Written request 1 -
Decide whether each statement below agrees with the forum thread on primary keys and covering indexes. Answer yes or no for each and quote the deciding words of the thread.
(a) In the scenario described, the primary key is defined over Col1, Col2 and Col3.
(b) The nonclustered index was added because filtering on Col1 through Col4 was needed.
(c) The moderator recommends adding Col4 to the primary key.

[begin Document]

SQL Server Performance

PK Constraint and covering indexes

Discussion in 'Performance Tuning for DBAs' started by pmackay, Sep 20, 2005.

  1. pmackay New Member

    Hi again,

    I'm checking the indexes in our database, and I've found in several places the case that I'll explain here. The problem arises because I can't find a way to solve them.

    Suppose this sceneario:

    Table 1, columns 1 to 10.
    A primary key PK over Col1, Col2 and Col3.
    By desing or default, this PK is a clustered index.

    After a long time, someone (maybe me), created a new nonclustered index (NCI) in Col1, Col2, Col3, Col4, because we needed to filter by all of this columns.

    Today, I want to remove the NCI or the PK because they have a very similar structure, but I dont know how to do this.

    If I remove the NCI, I lost the filtering capacity, but If I remove the PK, well you know what will happen. Another choice is to add the Col4 to the PK, but that idea contradicts the essence of the PK.

    Thanks,

    Patrick MacKAY
    ASP.NET MVP
  2. satya Moderator

    How often you're performing reindexing and update statistics job on the database?
    For intermittent performance you can create a clustered and drop it, as it will take care of other non-clustered indexes in form.

    Satya SKJ
    Moderator
    http://www.SQL-Server-Performance.Com/forum
    This posting is provided “AS IS” with no rights for the sake of knowledge sharing.

[end Document]

Written request 2 -
Transcribe the lines of the listing below, beginning with the line that contains "of the tall" and continuing through the end of the listing.

[begin Given records]

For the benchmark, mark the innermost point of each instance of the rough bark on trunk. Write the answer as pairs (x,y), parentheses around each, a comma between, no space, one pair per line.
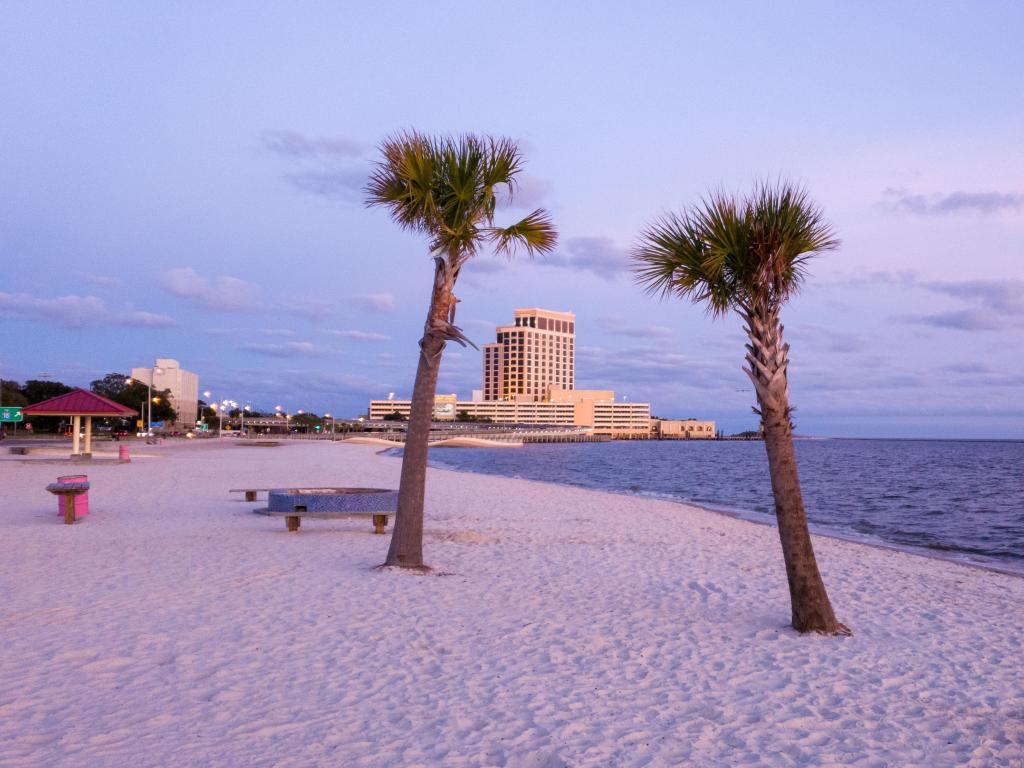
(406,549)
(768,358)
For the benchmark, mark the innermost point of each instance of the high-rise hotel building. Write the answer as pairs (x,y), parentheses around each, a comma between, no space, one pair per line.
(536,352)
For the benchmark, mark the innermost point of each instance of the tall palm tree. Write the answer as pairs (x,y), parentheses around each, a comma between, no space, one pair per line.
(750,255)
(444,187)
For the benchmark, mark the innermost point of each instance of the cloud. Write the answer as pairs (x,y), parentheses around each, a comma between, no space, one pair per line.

[end Given records]

Answer 1 -
(a) Yes: "A primary key PK over Col1, Col2 and Col3."
(b) Yes: "because we needed to filter by all of this columns."
(c) No: "For intermittent performance you can create a clustered and drop it, as it will take care of other non-clustered indexes in form."

Answer 2 -
For the benchmark, mark the innermost point of each instance of the tall palm tree. Write the answer as pairs (x,y), parentheses around each, a comma between, no space, one pair per line.
(750,255)
(444,187)
For the benchmark, mark the innermost point of each instance of the cloud. Write the answer as pairs (x,y), parentheses around each, a comma between, no space, one pair per line.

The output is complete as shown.